_PROBLEM TO SOLVE_
From the listing below, set down exactly each line beginning with the one containing "Target: green sepal" and ending with the last.
══ SUPPLIED RECORDS ══
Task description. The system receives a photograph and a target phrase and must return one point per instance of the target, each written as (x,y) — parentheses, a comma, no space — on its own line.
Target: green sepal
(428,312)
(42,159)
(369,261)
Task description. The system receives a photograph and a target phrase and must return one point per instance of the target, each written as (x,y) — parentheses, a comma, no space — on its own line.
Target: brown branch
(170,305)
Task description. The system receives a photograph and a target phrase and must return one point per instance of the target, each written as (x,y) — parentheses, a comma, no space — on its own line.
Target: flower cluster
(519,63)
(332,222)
═══
_SOLUTION FOR THIS EXERCISE_
Target: green sepal
(428,312)
(42,159)
(369,261)
Task description. The system receives a photograph and a target phrase and must return one point per instance of the target, each written as (x,y) — parentheses, a comma, no space — on its own line.
Target: brown branch
(170,305)
Task description. The system receives a photograph and a target phrase and must return one point per instance of the target, each written as (x,y) — parentheses, a comma, no space — on its own line.
Target: flower cluster
(519,63)
(332,222)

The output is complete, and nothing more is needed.